WHAT NEEDS TO BE DONE: Reproduce, word for word, the stretch of the conference call transcript from "Yes, 8%, sorry" through "kinds of numbers?.".

EXTRACT PROVIDED:
Paul so, the target we've put out there is 10% revenue growth plus or minus through the year and operating margin increasing and the number we've put out is approximately 8% through the year so that gives you some idea about what the math looks like..
Yes, 8%, sorry I don't understand..
8% operating margin for the year is our target..
And then in the 10% revenue growth forecast that you’ve laid out there, can you just give us some sense of what your assumptions are about high power, low power mix? And whether there is a mix for Ferroics really around the sort of Cree -- the sort of sweet spot whether you can see the market may go against you and yet still post those kinds of numbers?.
Yes, the 10% is for the overall company, Paul the real growth driver next year is the commercial lighting business.
We are actually targeting consumer lighting to be flat to maybe even down a little bit for the year on a year-over-year basis and then you've got Power and RF growing and then within LEDs we are targeting it to be in a similar range so the idea is that the combination of new products and lower costs from the restructuring are really the way we are modeling in the year is that would be offset by the continuing in competitive LED environment, so that’s kind of the sensitivity to the target..
And your next question comes from the line of Brian Lee with Goldman Sachs. Your line is open..
Hey guys thanks for taking the questions. I had two of them, first and I forgive me, I think you did cover this but I missed it, the capacity utilization that you are running at on the LED front end currently and then how that compares to last quarter and then the follow-up was around your gross margin guidance [indiscernible].
It’s the same as what you had originally targeted for fiscal Q4 before the restructuring was announced and I believe that at that time you sighted lower than expected ASPs accounting for about an 8 million impact to top line, so wondering how are you getting back to the similar margin level, has pricing actually improved or is this all about cost now being down or reduced enough to completely offset the ASP environment which is unchanged? Thanks guys..
Yes, so Brian let me take those in reverse first, so on the gross margin guidance it's really a combination of incremental improvement in each of the segments, so we are targeting some improvement in lighting, LEDs and Power and RF but [LED 1] we take at some benefit from the restructuring but it's also a combination of kind of targeting that that business would stabilized and then some incremental benefits in the quarter from the recent license that we announced.
So it's really those things driving the short-term guidance, in terms of the capacity utilization we don’t have a specific number for you for where we're at; it has improved, but the restructuring has actually started it's not finished so the factory consolidation, the one will drive the number the most is our LED fab here in [Duran].
The consolidation of those two fabs into one will take two quarters, and so I would expect that really won't be fully implemented till the end of our December quarter and at that point we currently target for our plans for the year that we are running at that point at about 85%.
So right now we are not at that level of efficiency just because we got a lot of moving pieces to get the two fabs consolidated but that’s where we should end up by the end of this December..
Thank you. Our next question comes from the line of Jed Dorsheimer with Canaccord Adams. Your line is open..

RECORDS SHOWN:
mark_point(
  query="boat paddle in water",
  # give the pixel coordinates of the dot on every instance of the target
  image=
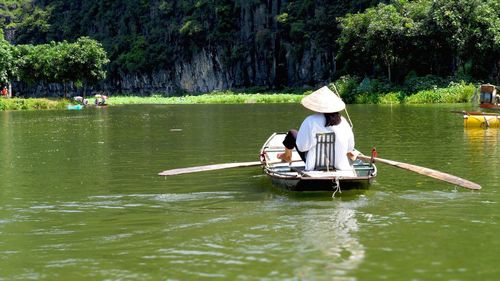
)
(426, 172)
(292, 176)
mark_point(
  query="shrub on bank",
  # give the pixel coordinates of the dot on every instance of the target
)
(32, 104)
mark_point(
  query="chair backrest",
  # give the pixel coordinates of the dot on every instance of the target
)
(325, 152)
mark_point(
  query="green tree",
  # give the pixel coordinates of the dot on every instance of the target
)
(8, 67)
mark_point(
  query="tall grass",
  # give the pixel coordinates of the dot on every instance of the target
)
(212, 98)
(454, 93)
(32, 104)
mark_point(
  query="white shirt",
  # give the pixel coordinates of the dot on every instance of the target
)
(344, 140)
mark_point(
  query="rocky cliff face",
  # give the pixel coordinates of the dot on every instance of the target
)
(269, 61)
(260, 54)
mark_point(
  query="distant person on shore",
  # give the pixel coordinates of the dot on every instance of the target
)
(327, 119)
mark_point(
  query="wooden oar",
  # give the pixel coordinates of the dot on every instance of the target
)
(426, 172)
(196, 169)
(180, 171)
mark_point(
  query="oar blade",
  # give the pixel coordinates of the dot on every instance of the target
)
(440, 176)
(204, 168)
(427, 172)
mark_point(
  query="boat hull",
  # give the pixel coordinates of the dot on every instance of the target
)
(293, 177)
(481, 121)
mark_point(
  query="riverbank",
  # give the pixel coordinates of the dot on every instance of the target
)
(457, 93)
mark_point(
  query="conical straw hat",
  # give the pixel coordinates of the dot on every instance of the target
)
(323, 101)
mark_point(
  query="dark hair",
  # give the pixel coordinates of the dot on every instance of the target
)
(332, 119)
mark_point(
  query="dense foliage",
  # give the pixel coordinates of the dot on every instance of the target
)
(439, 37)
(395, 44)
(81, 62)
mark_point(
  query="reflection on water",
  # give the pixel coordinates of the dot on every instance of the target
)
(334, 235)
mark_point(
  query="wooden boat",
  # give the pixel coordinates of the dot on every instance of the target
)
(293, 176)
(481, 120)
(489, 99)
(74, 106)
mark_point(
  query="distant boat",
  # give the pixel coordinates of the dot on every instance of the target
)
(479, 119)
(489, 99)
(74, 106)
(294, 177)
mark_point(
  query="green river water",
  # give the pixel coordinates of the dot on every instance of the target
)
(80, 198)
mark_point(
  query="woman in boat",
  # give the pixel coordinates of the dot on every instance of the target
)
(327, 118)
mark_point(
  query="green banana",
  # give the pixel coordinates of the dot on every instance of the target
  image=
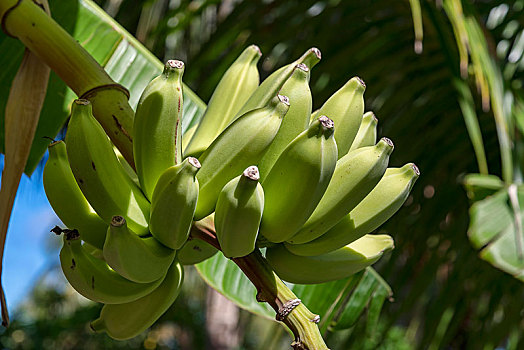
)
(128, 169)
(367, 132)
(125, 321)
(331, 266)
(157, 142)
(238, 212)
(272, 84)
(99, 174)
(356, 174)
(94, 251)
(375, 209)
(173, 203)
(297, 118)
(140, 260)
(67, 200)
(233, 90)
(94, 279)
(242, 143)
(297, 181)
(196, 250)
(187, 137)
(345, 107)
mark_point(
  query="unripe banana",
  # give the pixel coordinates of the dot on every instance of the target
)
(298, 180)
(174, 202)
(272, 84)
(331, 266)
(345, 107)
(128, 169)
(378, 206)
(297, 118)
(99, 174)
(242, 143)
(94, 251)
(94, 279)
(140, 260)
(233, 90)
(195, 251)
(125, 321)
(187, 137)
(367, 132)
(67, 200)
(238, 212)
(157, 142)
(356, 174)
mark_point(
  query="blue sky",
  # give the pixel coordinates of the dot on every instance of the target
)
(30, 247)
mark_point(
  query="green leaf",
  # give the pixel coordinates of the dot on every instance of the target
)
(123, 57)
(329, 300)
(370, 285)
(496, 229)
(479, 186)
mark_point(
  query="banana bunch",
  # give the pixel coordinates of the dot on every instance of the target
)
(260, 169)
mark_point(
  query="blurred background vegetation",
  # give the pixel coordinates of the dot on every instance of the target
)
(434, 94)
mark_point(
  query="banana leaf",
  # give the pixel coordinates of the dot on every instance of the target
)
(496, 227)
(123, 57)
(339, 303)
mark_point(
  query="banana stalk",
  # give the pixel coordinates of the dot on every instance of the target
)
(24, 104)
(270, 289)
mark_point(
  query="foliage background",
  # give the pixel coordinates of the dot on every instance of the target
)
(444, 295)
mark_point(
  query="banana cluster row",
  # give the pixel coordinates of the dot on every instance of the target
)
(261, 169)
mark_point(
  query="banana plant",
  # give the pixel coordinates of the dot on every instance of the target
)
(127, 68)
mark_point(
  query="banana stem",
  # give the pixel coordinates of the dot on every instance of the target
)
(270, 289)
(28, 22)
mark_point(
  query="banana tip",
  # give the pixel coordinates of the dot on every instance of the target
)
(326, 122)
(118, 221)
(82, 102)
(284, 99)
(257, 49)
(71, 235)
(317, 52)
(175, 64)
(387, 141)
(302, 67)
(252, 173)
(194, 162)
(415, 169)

WRITTEN REPLY:
Yes, 8%, sorry I don't understand..
8% operating margin for the year is our target..
And then in the 10% revenue growth forecast that you’ve laid out there, can you just give us some sense of what your assumptions are about high power, low power mix? And whether there is a mix for Ferroics really around the sort of Cree -- the sort of sweet spot whether you can see the market may go against you and yet still post those kinds of numbers?.